[CHALLENGE]
Starting with the line that contains "In this exercise you will indicate the short", reproduce each line through the end of the entries exactly as written.

start SUPPLIED MATERIAL

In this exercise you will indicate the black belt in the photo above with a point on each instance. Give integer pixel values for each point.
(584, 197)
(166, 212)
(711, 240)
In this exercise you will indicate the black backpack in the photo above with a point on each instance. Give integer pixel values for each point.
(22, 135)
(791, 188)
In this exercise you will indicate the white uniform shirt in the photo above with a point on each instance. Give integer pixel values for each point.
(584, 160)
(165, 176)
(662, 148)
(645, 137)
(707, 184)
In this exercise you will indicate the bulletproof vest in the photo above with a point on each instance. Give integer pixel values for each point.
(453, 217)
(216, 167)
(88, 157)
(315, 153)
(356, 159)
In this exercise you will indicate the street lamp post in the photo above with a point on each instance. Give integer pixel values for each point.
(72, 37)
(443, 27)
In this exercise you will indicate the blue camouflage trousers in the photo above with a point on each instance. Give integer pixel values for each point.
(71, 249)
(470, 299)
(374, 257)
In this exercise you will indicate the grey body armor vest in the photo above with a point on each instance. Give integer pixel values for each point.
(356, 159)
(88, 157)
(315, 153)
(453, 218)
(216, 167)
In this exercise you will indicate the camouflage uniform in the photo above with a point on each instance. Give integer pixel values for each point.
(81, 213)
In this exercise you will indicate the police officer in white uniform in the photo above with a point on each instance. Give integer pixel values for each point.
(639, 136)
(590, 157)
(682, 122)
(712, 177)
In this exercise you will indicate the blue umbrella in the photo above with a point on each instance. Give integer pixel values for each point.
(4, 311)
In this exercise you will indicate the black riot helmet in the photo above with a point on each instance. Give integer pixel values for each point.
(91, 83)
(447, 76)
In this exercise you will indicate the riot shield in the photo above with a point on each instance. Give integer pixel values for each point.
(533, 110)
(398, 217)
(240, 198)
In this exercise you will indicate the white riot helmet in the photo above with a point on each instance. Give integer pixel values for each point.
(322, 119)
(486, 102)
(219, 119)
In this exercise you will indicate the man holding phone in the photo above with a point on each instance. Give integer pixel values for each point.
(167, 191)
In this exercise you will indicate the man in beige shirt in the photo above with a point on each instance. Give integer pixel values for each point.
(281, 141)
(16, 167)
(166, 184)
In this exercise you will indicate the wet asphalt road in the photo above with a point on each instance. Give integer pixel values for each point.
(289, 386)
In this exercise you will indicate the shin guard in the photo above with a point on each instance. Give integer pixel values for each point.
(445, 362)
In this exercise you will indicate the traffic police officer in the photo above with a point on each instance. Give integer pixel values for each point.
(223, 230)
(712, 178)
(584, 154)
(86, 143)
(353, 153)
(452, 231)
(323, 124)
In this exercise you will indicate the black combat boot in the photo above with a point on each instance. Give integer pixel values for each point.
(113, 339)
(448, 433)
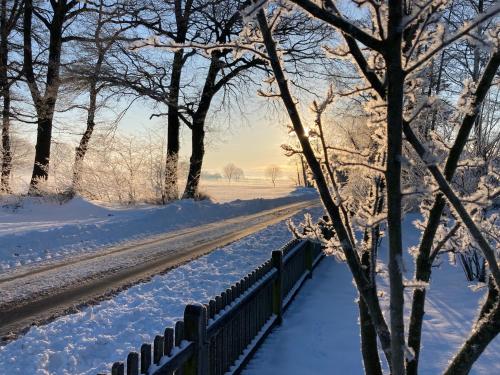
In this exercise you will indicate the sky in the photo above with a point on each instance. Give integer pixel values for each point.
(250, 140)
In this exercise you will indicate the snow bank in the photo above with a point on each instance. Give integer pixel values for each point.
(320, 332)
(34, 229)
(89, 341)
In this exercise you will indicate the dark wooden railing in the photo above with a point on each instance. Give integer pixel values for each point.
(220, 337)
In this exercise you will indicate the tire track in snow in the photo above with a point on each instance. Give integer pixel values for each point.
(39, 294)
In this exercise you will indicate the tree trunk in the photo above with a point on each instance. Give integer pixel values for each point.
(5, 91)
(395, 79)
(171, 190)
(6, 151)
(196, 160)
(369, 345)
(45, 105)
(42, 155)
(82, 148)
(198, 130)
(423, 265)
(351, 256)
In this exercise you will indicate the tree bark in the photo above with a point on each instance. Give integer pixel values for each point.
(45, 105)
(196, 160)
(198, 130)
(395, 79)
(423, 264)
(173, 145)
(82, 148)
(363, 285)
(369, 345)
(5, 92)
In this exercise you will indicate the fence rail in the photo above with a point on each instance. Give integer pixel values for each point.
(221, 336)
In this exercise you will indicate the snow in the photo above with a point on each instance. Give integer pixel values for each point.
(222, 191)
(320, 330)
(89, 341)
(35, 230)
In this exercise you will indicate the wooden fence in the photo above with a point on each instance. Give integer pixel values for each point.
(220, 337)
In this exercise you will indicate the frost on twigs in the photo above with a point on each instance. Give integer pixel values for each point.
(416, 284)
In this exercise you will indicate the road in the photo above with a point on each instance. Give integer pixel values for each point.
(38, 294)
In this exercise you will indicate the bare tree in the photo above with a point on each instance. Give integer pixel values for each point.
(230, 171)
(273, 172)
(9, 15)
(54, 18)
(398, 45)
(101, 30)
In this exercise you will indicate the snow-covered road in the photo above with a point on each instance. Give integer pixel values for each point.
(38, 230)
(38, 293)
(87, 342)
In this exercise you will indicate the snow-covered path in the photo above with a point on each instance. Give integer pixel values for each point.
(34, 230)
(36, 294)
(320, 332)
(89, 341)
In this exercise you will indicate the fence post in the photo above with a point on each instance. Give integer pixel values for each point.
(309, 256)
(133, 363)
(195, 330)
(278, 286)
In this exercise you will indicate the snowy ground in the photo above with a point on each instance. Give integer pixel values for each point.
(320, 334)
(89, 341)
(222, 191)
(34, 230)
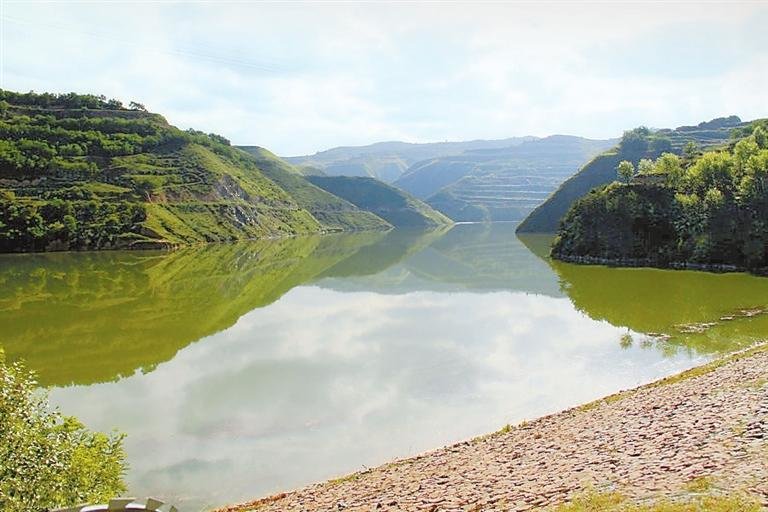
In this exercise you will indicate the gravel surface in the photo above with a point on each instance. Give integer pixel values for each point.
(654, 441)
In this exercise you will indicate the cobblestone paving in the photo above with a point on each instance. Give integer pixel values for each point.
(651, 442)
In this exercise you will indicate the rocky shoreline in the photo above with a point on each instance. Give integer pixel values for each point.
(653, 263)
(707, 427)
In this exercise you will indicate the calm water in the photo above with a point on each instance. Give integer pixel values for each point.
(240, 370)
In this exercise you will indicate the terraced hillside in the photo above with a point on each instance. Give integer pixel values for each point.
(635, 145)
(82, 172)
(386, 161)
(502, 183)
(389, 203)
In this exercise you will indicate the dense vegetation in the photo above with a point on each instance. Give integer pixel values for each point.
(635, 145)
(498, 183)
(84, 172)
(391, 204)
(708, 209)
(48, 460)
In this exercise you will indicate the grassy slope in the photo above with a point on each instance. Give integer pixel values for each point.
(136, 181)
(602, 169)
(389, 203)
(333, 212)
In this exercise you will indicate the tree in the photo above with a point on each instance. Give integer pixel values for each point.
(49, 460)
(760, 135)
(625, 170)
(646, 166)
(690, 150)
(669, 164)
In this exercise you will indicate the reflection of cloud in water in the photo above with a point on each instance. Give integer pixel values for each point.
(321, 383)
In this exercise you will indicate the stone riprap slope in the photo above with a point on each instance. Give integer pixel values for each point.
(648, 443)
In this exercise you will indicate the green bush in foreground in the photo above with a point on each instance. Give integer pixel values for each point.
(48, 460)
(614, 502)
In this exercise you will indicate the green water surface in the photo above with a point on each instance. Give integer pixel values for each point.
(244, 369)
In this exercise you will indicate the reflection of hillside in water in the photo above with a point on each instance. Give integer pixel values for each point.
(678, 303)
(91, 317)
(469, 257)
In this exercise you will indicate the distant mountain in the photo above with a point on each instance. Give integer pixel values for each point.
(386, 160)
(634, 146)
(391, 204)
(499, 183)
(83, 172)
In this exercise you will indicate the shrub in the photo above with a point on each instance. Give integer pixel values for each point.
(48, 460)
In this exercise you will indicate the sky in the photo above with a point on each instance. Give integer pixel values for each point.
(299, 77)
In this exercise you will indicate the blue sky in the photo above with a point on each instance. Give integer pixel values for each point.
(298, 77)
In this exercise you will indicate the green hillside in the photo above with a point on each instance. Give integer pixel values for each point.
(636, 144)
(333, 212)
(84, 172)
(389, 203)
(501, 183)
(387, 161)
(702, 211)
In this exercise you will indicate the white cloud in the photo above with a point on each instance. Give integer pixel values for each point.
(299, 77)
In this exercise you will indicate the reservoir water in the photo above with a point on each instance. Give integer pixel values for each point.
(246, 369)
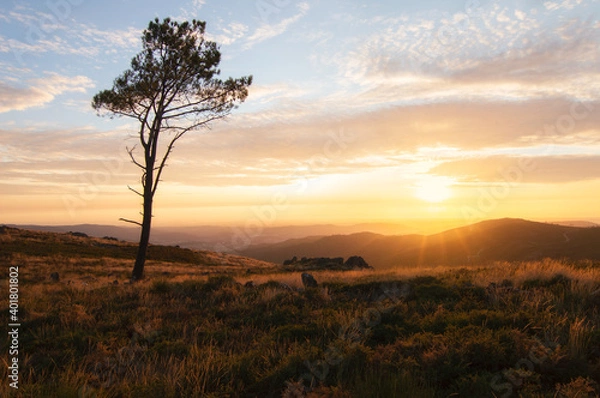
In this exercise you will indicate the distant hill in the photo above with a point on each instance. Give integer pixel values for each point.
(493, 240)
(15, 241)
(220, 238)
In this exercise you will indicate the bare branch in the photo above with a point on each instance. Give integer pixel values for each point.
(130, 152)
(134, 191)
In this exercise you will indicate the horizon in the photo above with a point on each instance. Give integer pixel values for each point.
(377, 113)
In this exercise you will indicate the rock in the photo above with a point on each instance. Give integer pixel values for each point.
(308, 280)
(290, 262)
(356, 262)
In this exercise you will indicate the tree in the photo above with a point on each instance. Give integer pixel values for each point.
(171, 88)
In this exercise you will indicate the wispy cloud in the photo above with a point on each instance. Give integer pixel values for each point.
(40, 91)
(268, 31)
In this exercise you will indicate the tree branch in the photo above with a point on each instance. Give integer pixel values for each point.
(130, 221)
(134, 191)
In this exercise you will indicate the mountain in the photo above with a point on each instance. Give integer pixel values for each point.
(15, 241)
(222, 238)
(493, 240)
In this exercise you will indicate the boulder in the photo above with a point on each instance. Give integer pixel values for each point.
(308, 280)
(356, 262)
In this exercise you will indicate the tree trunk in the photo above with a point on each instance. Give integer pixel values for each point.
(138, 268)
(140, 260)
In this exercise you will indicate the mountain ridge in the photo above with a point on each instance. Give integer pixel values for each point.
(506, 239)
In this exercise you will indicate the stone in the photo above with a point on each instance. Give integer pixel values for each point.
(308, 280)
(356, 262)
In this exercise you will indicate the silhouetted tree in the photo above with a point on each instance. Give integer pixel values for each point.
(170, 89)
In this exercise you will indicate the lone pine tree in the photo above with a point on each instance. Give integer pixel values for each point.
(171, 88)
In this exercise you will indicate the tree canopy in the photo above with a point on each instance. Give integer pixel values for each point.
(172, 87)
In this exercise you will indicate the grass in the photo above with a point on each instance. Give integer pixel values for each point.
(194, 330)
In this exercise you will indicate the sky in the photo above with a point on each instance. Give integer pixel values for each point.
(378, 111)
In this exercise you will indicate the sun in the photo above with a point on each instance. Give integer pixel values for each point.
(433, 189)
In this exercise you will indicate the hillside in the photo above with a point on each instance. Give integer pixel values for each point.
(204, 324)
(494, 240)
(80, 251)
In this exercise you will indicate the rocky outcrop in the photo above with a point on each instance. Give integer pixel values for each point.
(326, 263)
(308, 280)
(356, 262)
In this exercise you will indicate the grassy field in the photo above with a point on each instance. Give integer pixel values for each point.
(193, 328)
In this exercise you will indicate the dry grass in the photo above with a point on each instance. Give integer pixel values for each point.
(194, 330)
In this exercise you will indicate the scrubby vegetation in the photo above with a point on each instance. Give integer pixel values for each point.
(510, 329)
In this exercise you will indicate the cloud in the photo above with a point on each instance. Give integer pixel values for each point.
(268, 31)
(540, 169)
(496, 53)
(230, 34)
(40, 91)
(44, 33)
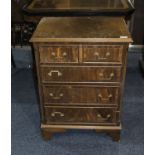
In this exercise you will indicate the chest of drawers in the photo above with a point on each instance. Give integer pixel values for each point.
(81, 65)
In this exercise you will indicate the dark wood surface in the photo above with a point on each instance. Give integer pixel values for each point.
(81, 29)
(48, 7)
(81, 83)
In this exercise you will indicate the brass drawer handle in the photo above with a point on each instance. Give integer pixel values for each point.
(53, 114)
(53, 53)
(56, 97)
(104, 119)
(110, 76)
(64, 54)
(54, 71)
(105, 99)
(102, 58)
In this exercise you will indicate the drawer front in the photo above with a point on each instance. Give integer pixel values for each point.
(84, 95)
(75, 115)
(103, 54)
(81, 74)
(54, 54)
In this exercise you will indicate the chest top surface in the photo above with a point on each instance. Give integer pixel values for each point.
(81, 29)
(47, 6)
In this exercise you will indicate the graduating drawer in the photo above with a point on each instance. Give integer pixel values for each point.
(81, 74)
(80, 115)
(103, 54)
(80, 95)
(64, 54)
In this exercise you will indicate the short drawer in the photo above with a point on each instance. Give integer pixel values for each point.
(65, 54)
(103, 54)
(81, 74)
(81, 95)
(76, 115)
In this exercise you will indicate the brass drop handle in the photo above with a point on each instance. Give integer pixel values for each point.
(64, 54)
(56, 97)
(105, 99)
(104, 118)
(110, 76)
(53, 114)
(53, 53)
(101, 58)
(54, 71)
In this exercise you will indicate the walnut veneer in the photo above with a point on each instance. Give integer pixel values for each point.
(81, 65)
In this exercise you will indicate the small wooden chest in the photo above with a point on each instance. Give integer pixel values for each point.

end SUPPLIED MATERIAL

[SOLUTION FOR THIS PROBLEM]
In this exercise you will indicate the short drawer in the photo above with a point on each instance. Give integer pixel values for each point.
(65, 54)
(103, 54)
(81, 74)
(81, 95)
(76, 115)
In this exercise you will indicate the brass drop handle in the photo above with a point on each instance. Give integer pixel values for each point.
(64, 54)
(56, 97)
(105, 99)
(104, 118)
(110, 76)
(53, 114)
(53, 53)
(101, 58)
(54, 71)
In this exercise you will indicate the walnut veneer in the photo above with a point on each instance. Give integer pixel values for each point.
(81, 65)
In this exercise you will indicate the small wooden chest in the photo above with a point on each instance. Give integer pixel values for each point.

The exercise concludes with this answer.